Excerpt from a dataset
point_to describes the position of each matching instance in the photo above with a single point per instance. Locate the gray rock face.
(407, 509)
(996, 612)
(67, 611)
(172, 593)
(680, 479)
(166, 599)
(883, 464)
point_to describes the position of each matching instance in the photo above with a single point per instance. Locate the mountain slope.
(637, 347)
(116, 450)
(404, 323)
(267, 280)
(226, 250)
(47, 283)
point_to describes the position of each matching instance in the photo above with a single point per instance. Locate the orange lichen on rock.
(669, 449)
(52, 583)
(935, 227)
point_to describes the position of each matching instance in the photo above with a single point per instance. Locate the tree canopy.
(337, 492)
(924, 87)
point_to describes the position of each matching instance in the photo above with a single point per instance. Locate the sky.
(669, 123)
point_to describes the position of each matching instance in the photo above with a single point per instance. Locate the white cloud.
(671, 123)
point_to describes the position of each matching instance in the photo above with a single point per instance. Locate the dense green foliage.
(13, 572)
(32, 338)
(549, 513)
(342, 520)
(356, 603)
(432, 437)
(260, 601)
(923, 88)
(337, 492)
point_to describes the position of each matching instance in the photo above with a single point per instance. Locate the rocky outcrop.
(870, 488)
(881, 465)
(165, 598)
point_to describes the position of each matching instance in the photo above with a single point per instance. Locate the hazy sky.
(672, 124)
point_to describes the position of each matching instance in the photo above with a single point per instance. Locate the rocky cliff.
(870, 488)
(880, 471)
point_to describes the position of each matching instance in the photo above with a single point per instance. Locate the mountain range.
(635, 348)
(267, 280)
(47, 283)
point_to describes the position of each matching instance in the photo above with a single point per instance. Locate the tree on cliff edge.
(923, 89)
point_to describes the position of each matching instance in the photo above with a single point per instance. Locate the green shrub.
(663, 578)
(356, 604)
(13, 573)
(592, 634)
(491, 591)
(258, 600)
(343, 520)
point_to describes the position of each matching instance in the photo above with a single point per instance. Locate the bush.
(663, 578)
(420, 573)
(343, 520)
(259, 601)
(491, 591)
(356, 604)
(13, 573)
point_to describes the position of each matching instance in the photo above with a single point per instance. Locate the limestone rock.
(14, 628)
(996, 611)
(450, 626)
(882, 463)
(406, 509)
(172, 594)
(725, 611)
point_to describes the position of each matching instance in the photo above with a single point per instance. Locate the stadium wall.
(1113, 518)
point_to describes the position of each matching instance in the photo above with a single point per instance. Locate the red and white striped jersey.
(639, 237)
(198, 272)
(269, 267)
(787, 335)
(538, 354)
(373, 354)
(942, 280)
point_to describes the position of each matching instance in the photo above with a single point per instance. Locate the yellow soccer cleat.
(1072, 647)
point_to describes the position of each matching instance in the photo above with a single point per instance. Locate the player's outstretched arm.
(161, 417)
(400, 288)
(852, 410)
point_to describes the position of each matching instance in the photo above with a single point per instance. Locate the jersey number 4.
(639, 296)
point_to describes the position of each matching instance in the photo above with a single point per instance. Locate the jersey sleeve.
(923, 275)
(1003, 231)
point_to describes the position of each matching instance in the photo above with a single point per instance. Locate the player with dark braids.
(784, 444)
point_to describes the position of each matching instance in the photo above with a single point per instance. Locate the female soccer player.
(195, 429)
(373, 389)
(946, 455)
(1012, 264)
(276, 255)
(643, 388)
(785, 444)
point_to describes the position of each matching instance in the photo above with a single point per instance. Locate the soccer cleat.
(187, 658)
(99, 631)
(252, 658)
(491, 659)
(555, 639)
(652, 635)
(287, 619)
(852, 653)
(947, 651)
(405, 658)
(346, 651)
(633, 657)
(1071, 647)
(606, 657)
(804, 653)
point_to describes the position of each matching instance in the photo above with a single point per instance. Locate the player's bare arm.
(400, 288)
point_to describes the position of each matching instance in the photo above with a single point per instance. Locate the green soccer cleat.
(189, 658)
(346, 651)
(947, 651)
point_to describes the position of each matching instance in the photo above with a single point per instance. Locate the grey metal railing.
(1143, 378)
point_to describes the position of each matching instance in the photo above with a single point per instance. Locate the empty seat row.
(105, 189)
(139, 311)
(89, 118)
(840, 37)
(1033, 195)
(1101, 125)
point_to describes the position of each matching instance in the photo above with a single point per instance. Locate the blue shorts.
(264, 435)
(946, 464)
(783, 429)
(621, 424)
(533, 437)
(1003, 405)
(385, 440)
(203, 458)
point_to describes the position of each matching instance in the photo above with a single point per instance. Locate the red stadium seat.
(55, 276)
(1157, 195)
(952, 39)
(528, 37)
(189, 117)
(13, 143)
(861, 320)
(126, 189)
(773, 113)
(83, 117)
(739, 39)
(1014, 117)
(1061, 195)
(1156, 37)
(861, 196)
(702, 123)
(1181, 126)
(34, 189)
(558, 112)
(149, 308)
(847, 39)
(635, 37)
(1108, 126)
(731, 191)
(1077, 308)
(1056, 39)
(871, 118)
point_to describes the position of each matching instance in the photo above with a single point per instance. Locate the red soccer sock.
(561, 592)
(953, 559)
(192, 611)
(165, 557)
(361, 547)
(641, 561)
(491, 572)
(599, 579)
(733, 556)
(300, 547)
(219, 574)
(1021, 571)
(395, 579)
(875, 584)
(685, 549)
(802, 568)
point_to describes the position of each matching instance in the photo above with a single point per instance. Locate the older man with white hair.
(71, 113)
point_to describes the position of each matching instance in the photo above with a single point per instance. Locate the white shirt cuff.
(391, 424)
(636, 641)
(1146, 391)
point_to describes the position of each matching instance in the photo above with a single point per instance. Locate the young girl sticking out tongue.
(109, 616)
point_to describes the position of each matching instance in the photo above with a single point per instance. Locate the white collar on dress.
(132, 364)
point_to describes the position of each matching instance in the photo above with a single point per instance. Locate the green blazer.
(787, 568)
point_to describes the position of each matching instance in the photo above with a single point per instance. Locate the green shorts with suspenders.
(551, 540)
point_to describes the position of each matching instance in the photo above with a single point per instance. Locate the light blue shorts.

__Given exercise__
The required output is the exact sequence of lines from the one containing "white shirt cuff." through the end of the listing, both endpoints included.

__Finished task__
point_to describes the position of each matching instance in the photo above with a single point per instance. Locate the white shirt cuff.
(391, 424)
(636, 641)
(1146, 391)
point_to describes the position of each matching instance in the photo above with a single point per instance. Locate the young girl sticking out tongue.
(109, 616)
point_to describes the position of each matching instance in the photo above with a single point per instance. Locate the white collar on dress.
(132, 364)
point_to describes the position of each matching instance in the photo above with a single point per instance. Locate the green blazer.
(787, 568)
point_to describes the position of each matching instance in the photo above with a single point per instance. Locate the green shorts with suspenders.
(551, 540)
point_to describes the position of each matching instance in the photo above with a single point per instance. Locate the light blue shorts.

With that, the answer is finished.